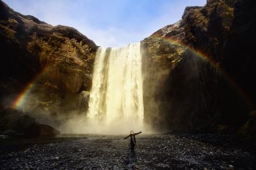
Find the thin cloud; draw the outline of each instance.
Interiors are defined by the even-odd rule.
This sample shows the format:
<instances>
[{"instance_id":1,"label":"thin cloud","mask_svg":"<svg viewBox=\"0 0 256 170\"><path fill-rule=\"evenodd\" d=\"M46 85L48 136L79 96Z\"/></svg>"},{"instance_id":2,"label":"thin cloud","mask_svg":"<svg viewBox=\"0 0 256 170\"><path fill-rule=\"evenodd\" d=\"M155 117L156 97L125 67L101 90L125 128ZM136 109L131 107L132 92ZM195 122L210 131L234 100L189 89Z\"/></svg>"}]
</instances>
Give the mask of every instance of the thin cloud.
<instances>
[{"instance_id":1,"label":"thin cloud","mask_svg":"<svg viewBox=\"0 0 256 170\"><path fill-rule=\"evenodd\" d=\"M5 0L14 10L52 25L73 27L102 46L138 42L181 18L186 6L205 0Z\"/></svg>"}]
</instances>

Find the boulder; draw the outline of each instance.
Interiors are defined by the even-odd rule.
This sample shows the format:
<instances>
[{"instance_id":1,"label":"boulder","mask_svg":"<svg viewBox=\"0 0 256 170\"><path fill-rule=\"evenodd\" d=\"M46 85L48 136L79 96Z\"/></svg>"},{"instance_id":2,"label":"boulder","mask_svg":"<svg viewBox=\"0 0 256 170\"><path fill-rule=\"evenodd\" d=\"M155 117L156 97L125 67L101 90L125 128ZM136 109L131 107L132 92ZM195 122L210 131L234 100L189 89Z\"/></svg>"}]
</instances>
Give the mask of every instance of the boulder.
<instances>
[{"instance_id":1,"label":"boulder","mask_svg":"<svg viewBox=\"0 0 256 170\"><path fill-rule=\"evenodd\" d=\"M21 116L17 121L16 131L22 132L27 138L54 136L60 131L51 126L44 125L28 115Z\"/></svg>"}]
</instances>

▶ [REQUIREMENTS]: Reproduce all of the material above, substituting "contour" for every occurrence of "outline" and leaving everything else unchanged. Omit the pictures from your version.

▶ [EXERCISE SOLUTION]:
Find the thin cloud; draw the contour of each instance.
Interiors are defined by the even-odd rule.
This sample shows the format:
<instances>
[{"instance_id":1,"label":"thin cloud","mask_svg":"<svg viewBox=\"0 0 256 170\"><path fill-rule=\"evenodd\" d=\"M46 85L48 136L79 96Z\"/></svg>"},{"instance_id":2,"label":"thin cloud","mask_svg":"<svg viewBox=\"0 0 256 170\"><path fill-rule=\"evenodd\" d=\"M155 117L156 97L125 67L101 90L125 128ZM136 109L131 107L132 92ZM195 122L210 131L234 100L189 89Z\"/></svg>"}]
</instances>
Give the mask of every instance of the thin cloud.
<instances>
[{"instance_id":1,"label":"thin cloud","mask_svg":"<svg viewBox=\"0 0 256 170\"><path fill-rule=\"evenodd\" d=\"M5 0L14 10L52 25L73 27L102 46L138 42L181 18L186 6L205 0Z\"/></svg>"}]
</instances>

Find the boulder; draw the contour of each instance.
Interiors are defined by the even-odd rule.
This sample shows the format:
<instances>
[{"instance_id":1,"label":"boulder","mask_svg":"<svg viewBox=\"0 0 256 170\"><path fill-rule=\"evenodd\" d=\"M46 85L48 136L79 96Z\"/></svg>"},{"instance_id":2,"label":"boulder","mask_svg":"<svg viewBox=\"0 0 256 170\"><path fill-rule=\"evenodd\" d=\"M155 117L156 97L125 67L101 90L125 128ZM136 109L131 107L132 92ZM195 122L210 131L234 100L189 89Z\"/></svg>"}]
</instances>
Give the mask of every instance of the boulder.
<instances>
[{"instance_id":1,"label":"boulder","mask_svg":"<svg viewBox=\"0 0 256 170\"><path fill-rule=\"evenodd\" d=\"M21 116L17 121L16 131L22 132L27 138L54 136L60 131L51 126L44 125L28 115Z\"/></svg>"}]
</instances>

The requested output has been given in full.